**SOURCE TEXT:**
***

In order to compute the balance of his own wallet, (I assume that) a client needs to retrieve:

1- The transaction that he is the receiver.(By scanning the whole block-chain and compare with his own view-key).

2- To reduce from 1, the transactions that he already spent.

According to 2, does he needs to keep the secret rs that he used to compute the stealth address of the the recipients?

What if he lost those secret values? (The only solution that is to see whether the transactions that he spent already spent in other transactions- but unfortunately I'm not sure it still possible to distinguish if that transaction were a decoy or not)


The user can recover the dates and amounts of the transactions they have made, but not the destination wallet addresses of any of those transactions or any encrypted payment id. They would be able to see any old style 256-bit payment id, because those old style transaction ids are not encrypted on the blockchain. The new style 64 bit payment ids (as used in integrated addresses) would be encrypted.

***

**WHAT YOU NEED TO DO:** Could you carry on the forum thread about computing a wallet balance from the blockchain, picking up right after its last sentence?

Pointing records

***

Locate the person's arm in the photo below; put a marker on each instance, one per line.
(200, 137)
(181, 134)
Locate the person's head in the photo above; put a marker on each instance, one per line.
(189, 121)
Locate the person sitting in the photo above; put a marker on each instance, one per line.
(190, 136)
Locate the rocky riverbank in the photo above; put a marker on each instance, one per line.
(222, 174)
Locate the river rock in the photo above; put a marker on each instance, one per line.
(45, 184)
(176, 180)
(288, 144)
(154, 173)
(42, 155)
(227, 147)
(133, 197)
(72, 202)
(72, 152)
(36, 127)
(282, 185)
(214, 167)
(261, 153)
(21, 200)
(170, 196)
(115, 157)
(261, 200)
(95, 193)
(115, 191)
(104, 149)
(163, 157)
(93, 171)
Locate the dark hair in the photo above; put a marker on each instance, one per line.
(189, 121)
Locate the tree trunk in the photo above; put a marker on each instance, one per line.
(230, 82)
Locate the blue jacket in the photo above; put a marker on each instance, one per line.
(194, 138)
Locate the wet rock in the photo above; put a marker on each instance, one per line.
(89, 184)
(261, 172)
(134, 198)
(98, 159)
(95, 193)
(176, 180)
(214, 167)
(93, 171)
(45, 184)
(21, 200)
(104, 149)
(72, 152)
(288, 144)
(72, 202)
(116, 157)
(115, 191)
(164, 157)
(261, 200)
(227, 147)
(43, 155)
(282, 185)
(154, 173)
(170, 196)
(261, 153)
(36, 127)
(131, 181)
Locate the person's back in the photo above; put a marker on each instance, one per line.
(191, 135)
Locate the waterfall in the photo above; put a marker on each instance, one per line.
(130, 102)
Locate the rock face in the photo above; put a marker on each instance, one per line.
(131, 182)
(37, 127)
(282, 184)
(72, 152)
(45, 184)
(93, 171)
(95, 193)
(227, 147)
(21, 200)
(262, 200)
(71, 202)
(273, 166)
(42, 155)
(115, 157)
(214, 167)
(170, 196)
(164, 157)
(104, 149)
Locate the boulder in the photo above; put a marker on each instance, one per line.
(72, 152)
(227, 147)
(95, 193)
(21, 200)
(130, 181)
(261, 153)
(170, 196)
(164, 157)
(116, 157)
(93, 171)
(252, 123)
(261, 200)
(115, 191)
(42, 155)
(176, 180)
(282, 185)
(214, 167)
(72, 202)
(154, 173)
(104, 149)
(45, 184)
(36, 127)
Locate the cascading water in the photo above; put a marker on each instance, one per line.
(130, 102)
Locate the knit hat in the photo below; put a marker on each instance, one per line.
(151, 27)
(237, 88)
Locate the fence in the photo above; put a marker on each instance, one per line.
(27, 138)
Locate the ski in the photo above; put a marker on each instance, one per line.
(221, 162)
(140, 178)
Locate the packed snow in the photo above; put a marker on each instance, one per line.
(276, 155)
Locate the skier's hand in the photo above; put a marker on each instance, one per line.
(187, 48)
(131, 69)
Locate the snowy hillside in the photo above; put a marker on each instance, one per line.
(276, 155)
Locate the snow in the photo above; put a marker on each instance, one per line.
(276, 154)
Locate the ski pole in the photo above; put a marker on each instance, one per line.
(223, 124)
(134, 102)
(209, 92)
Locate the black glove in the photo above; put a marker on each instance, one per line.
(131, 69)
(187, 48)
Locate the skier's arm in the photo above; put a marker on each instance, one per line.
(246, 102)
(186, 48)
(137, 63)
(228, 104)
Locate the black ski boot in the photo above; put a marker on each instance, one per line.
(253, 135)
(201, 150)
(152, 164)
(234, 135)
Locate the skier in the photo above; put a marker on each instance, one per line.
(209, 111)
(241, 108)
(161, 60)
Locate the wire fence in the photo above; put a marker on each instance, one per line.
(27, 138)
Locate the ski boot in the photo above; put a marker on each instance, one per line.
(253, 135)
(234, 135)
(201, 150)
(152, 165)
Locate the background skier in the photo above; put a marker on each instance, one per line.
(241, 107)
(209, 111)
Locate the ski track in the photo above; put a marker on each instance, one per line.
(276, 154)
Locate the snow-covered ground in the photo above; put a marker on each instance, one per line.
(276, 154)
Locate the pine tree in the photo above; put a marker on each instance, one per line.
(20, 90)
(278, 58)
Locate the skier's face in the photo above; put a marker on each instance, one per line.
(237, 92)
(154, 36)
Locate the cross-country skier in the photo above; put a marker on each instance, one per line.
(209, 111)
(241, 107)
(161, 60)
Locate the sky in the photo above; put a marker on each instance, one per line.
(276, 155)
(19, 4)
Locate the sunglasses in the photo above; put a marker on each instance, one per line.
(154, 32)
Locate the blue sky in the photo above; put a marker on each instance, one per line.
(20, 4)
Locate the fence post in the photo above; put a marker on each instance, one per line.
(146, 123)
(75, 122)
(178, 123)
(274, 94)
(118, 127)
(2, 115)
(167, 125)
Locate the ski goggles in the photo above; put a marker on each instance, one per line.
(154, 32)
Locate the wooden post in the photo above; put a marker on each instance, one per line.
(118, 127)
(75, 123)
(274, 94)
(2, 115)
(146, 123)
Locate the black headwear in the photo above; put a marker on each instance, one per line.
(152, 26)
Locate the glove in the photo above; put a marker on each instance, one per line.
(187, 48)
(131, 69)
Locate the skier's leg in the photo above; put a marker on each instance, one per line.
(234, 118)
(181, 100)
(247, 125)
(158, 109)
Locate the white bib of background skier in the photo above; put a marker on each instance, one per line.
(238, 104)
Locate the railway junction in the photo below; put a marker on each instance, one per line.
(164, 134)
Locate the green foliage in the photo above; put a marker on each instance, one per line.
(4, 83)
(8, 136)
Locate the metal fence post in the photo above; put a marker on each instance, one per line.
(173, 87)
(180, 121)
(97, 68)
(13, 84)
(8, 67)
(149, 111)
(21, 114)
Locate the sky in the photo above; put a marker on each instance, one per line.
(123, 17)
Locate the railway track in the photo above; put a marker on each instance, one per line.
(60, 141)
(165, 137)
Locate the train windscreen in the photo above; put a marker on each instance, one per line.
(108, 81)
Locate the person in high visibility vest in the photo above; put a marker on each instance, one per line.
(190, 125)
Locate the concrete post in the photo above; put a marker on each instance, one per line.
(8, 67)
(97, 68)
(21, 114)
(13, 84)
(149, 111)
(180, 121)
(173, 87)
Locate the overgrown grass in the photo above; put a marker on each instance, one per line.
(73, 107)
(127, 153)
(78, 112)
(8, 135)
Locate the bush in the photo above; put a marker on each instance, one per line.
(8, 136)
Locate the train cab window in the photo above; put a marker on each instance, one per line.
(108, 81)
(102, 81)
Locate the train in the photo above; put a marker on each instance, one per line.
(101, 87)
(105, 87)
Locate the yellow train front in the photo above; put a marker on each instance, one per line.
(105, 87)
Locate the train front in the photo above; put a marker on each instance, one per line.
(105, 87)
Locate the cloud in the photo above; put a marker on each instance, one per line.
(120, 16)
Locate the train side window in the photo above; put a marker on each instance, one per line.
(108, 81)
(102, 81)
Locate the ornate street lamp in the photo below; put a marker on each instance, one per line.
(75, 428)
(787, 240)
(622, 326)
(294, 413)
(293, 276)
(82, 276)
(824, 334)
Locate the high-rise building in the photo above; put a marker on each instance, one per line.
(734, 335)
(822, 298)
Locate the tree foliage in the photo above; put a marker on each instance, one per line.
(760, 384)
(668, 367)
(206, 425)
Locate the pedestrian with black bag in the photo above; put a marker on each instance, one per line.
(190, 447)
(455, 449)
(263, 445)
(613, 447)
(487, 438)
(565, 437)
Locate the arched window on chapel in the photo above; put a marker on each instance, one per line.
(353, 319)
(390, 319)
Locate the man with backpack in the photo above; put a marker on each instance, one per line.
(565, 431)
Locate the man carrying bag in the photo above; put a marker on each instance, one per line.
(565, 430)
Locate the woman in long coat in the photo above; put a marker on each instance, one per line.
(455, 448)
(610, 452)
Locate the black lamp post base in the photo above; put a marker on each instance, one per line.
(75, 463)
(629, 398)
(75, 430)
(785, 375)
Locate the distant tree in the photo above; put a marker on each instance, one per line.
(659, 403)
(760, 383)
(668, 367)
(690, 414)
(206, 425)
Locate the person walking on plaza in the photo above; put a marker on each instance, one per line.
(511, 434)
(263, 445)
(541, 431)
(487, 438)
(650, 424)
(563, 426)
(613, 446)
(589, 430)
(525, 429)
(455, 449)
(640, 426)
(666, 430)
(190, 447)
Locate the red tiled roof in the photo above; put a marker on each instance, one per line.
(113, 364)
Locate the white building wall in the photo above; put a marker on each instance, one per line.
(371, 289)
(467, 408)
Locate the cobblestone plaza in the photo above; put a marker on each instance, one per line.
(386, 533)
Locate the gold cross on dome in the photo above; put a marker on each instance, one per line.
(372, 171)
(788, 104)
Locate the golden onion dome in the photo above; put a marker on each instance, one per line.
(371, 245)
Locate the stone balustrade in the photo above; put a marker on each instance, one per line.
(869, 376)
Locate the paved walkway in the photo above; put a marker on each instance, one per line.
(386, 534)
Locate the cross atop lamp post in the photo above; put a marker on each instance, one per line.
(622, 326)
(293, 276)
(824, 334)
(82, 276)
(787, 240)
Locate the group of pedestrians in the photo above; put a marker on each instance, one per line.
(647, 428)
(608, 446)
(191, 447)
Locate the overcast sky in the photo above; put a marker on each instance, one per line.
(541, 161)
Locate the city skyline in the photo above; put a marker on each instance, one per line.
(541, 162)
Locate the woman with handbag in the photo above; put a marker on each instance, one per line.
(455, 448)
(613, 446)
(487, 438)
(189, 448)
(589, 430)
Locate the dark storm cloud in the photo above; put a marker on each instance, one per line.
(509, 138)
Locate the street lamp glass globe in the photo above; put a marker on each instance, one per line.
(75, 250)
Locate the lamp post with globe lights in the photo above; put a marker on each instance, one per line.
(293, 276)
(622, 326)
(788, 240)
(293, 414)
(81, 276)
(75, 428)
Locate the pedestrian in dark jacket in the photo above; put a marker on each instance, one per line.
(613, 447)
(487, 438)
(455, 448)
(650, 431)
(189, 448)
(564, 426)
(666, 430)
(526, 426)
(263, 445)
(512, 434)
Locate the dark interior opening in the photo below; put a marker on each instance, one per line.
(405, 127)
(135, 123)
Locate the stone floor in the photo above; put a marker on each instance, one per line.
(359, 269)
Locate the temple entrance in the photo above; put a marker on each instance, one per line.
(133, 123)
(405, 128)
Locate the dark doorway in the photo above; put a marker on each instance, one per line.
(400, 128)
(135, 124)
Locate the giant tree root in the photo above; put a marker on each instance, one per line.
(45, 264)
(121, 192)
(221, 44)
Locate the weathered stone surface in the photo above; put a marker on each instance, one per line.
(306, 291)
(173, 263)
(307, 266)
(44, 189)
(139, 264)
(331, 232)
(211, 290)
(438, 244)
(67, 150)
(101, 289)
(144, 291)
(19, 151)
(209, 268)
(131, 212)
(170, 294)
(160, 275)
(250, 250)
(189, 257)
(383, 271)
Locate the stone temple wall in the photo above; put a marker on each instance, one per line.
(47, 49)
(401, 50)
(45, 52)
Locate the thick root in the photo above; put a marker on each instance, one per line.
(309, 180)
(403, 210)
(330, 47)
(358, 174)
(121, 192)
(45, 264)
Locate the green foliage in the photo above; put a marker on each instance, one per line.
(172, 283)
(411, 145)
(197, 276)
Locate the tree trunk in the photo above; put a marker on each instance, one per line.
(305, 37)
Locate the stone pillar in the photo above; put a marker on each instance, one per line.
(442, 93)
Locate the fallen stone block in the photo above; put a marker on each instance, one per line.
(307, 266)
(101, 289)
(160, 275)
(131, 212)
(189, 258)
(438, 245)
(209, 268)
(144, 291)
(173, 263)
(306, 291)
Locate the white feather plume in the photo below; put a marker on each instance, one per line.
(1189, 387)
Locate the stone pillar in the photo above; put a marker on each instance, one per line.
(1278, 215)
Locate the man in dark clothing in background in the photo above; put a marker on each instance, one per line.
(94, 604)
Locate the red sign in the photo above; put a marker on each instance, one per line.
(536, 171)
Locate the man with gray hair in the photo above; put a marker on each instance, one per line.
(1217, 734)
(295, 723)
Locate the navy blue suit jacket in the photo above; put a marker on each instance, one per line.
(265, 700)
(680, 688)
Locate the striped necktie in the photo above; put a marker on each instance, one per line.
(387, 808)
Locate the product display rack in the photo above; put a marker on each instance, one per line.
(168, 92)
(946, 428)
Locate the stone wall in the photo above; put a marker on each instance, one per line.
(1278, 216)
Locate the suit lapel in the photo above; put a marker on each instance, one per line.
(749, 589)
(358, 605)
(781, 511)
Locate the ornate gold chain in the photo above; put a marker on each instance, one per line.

***

**IN RESPONSE:**
The spent outputs can be discovered because the user can use their private spend key to determine the 'key images' of all of their received outputs. Key images are published with every transaction, so they can scan the blockchain to determine which of their outputs have been spent. Therefore they can subtract the amount of that spent output from their wallet balance. They know the amount of that output for the same reason they knew it when they first received it. That reason is that it's communicated to them in the ecdhInfo part of the transaction, and encrypted using the transaction shared secret so that only they can decrypt it using their private view key.

The outgoing transaction payment ids cannot be recovered because they would have been encrypted with the transaction shared secret. As the sender, they would have needed to retain the transaction private key to know the transaction shared secret.

In algebra, the sender knows the shared secret as Hs(rA), and the recipient knows the same shared secret as Hs(aR). This is why the sender cannot recover the shared secret later. The sender would have needed to know both the transaction private key r and the recipient's public view key A in order to recover the transaction shared secret.


It is true that the sender risks losing the secret if he deletes his wallet cache or something like that happens. However, the only thing that would permanently be lost to the sender is the public address of the recipient. The amount sent is still able to be decoded.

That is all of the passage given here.